-- EXERCISE --
Give a verbatim quotation of every record.

[Opening GIVEN DATA section]

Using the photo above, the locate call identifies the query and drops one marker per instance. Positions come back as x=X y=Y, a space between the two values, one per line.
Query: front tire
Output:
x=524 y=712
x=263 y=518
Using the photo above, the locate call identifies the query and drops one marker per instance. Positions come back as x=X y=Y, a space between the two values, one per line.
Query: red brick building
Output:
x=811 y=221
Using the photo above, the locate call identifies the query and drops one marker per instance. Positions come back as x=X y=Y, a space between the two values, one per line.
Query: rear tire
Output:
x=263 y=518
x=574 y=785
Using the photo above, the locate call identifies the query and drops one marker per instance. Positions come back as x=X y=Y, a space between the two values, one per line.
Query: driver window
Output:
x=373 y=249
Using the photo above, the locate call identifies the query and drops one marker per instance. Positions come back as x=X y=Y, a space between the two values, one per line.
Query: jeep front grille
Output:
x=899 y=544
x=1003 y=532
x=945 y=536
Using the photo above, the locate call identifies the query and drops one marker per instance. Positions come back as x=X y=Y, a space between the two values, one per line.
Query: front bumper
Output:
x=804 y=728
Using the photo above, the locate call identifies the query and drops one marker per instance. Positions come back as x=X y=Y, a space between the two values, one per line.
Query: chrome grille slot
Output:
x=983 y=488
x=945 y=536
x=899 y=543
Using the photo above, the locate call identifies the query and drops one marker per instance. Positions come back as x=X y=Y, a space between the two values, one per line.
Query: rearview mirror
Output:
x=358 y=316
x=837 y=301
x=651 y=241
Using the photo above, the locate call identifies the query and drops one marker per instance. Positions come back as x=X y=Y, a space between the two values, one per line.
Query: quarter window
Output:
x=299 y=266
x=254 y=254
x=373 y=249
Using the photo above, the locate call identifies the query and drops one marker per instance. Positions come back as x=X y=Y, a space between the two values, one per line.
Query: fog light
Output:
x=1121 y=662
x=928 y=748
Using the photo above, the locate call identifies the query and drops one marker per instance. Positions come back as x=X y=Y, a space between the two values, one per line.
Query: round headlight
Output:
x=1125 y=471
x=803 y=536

[Closing GIVEN DATA section]

-- EXERCISE OUTPUT --
Using the photo above, the locate call identifies the query and drops one marker per instance. Positions come back as x=X y=Y, a space between the two values, one per line.
Query: front tire
Output:
x=524 y=712
x=263 y=518
Using the photo above, the locate call identifies the query and drops one marker per instance. Positions come back as x=X y=Y, a space between the two values, one per line.
Query: red brick building
Output:
x=811 y=221
Using the photo above, the locate call identifies the query and drops one marker per instance. Positions come back as x=X y=Y, a space between the two values, one per line.
Query: rear tire
Output:
x=263 y=518
x=574 y=785
Using the photo above, the locate call identifies the query and drops one marker per instance. Positions come back as x=X y=Y, a space between the two values, one per line.
Query: driver window
Output:
x=373 y=249
Using the photo above, the locate call identifies the query and drops one marker per instance. Positions come back as x=X y=Y, a space between the two values, one per line.
Query: jeep front grille
Output:
x=899 y=544
x=1003 y=532
x=945 y=536
Using the photo above, the locate call identifies the query and drops one marker per instance. Positions come back as x=X y=Y, a space between the two values, one per line.
Query: front bumper
Output:
x=804 y=728
Using the photo above, the locate call identifies the query and drops one marker per instance. Positions come back as x=X y=Y, a space between the two values, one per line.
Query: chrome grille slot
Output:
x=983 y=488
x=945 y=536
x=899 y=543
Using the photo above, the locate call identifies the query and drops one marker per instance. Positions come back as x=X y=Y, a space between the two values, one per line.
Query: rearview mirror
Output:
x=358 y=316
x=837 y=301
x=651 y=241
Using the photo above, the locate call identifies the query and drops one marker per instance. Positions come back as x=X y=Y, a space between the two values, one per line.
Query: quarter window
Output:
x=299 y=266
x=254 y=254
x=373 y=249
Using the photo above, the locate call identifies the query and drops one marker per instance. Positions come back as x=X y=Y, a space between the two values, one per line.
Query: fog light
Output:
x=1121 y=662
x=928 y=748
Using the photo above, the locate call identifies the query and drops one marker per instance. Positions come back as x=X y=Y, a space between the two values, one per line.
Query: round headlight
Output:
x=1125 y=471
x=803 y=536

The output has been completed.